◆ YOUR TASK:
In the entries that follow, find each line with the word "positive" and copy it.

-*-

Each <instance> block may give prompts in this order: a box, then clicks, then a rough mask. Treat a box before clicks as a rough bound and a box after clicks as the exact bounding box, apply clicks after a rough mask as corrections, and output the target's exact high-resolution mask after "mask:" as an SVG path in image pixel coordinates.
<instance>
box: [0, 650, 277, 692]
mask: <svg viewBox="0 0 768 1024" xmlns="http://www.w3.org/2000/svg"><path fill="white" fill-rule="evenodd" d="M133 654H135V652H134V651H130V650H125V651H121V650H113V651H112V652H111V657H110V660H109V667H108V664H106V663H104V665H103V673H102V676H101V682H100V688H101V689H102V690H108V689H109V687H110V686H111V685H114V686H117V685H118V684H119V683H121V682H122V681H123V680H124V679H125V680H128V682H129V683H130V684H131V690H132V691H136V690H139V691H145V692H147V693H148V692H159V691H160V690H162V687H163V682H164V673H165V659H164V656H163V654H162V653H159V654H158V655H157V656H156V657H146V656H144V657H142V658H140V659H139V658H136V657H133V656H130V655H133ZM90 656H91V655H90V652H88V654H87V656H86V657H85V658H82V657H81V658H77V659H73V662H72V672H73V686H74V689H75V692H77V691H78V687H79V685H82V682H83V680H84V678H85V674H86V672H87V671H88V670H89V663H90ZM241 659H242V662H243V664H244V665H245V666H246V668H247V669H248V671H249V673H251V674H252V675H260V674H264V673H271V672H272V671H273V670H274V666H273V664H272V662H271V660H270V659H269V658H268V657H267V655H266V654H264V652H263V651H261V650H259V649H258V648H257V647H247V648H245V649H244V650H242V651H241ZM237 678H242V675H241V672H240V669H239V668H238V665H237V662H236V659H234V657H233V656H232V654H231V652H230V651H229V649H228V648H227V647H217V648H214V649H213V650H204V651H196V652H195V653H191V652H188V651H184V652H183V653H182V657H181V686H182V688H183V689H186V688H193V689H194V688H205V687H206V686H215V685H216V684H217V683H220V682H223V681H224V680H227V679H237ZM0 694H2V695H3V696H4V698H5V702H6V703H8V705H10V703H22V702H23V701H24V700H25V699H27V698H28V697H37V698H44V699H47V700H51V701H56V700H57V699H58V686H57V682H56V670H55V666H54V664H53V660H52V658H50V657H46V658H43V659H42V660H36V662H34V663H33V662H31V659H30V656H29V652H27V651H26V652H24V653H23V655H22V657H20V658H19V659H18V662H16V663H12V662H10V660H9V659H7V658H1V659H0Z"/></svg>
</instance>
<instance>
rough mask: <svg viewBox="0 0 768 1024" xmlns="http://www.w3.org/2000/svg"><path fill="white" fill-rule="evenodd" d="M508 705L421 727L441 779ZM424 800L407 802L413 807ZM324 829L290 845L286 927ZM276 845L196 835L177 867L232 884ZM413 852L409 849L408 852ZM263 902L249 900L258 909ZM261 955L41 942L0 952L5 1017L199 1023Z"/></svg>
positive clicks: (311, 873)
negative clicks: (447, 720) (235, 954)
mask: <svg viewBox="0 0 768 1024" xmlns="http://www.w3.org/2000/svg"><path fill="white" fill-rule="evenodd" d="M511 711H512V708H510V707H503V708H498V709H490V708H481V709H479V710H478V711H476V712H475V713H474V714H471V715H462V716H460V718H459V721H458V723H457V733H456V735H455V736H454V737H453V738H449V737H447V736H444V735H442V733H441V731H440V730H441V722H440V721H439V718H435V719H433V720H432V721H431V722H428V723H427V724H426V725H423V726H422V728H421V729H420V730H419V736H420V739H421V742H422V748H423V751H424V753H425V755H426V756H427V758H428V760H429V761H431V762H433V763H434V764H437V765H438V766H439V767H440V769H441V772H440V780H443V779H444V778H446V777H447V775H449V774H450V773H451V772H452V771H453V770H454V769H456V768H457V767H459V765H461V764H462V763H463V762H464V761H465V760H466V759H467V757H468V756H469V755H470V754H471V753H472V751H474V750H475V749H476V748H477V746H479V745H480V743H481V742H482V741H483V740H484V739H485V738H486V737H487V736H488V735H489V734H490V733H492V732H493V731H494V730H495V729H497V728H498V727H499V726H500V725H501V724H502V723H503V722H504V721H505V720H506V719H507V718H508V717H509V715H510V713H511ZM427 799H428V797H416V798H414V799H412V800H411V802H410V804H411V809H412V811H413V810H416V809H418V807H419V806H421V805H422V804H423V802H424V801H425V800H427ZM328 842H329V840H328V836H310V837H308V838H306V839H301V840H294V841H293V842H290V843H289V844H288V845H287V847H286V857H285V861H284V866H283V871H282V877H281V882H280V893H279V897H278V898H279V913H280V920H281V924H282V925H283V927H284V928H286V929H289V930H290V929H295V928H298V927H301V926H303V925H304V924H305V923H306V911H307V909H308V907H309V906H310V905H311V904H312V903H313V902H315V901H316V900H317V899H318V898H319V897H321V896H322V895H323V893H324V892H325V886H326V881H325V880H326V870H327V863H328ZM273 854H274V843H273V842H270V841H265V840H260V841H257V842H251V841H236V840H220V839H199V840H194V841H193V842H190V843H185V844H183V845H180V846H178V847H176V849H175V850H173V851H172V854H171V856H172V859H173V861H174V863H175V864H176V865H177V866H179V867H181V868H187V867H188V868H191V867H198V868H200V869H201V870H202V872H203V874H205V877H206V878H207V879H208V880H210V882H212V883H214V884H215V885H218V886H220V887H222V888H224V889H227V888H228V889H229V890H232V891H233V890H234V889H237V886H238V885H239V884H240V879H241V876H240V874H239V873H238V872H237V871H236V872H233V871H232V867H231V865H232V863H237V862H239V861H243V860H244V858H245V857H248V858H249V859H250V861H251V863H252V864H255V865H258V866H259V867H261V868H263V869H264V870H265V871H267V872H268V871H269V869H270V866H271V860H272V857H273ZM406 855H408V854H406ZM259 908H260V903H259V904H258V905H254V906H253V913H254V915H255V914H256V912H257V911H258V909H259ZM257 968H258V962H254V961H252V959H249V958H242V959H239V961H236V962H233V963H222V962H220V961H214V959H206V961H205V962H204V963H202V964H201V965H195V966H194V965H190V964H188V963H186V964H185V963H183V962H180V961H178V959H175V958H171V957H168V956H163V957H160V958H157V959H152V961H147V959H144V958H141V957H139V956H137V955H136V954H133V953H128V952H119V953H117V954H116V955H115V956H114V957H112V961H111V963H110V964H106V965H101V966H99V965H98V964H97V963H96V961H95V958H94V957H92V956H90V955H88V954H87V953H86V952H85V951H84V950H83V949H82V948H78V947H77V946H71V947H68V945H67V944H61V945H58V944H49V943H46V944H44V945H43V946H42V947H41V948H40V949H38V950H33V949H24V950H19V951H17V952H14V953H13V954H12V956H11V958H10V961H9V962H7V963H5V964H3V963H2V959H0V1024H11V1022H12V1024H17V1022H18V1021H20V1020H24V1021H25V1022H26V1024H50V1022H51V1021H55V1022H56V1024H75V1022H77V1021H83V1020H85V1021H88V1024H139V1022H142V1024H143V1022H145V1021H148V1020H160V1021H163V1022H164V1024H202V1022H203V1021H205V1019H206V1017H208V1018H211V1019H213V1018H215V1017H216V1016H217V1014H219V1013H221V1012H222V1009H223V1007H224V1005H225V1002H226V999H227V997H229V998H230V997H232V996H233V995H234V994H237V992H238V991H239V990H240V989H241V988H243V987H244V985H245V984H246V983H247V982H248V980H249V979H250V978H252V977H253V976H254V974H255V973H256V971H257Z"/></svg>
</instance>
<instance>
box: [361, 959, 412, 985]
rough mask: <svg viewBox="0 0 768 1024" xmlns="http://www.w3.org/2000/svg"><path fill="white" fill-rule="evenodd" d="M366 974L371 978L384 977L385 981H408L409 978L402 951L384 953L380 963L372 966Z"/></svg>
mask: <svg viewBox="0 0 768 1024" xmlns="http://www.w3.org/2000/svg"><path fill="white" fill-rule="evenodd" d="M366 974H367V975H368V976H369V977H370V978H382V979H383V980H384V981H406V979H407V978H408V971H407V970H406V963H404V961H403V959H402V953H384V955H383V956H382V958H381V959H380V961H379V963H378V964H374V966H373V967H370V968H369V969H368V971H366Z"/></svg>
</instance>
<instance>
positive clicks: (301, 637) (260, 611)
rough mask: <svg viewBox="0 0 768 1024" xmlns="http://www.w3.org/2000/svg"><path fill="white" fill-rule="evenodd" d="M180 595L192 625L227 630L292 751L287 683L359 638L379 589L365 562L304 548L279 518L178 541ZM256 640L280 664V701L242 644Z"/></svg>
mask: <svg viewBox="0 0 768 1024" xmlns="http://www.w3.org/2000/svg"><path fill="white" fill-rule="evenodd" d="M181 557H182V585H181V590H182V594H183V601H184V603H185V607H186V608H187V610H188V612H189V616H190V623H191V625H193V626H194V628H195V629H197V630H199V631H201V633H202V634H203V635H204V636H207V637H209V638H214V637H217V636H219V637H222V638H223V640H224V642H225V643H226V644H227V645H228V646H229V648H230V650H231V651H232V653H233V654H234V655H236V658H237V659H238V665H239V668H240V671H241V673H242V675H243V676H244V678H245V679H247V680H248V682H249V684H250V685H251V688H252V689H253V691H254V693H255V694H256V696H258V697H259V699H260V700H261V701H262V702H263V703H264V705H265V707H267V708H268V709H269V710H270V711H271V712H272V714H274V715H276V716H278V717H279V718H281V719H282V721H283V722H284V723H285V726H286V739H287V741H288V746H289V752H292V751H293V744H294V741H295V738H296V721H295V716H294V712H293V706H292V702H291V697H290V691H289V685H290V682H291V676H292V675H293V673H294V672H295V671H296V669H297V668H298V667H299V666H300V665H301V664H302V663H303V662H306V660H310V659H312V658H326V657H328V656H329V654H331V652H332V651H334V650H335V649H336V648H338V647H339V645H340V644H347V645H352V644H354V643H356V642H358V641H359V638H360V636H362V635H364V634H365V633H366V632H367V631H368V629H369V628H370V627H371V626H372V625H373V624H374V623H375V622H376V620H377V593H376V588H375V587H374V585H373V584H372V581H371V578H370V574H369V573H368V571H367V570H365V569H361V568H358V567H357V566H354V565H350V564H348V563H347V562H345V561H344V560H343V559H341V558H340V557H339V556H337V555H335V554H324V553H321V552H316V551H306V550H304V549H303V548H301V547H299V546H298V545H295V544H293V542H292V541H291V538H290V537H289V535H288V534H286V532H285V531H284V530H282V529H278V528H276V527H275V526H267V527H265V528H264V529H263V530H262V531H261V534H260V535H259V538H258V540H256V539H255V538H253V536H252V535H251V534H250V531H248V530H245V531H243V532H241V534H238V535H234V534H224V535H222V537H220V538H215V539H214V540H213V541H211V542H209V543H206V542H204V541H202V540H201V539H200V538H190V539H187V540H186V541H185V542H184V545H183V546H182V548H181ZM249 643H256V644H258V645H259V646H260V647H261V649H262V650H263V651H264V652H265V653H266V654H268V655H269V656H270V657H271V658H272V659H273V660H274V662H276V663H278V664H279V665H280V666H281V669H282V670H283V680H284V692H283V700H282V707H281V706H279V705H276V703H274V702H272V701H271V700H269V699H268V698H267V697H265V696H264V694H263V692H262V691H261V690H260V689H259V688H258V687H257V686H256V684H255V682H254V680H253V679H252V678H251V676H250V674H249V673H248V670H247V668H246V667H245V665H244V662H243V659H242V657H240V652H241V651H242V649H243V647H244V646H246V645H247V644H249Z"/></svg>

-*-

◆ FINAL ANSWER:
positive clicks: (311, 873)
positive clicks: (301, 637) (260, 611)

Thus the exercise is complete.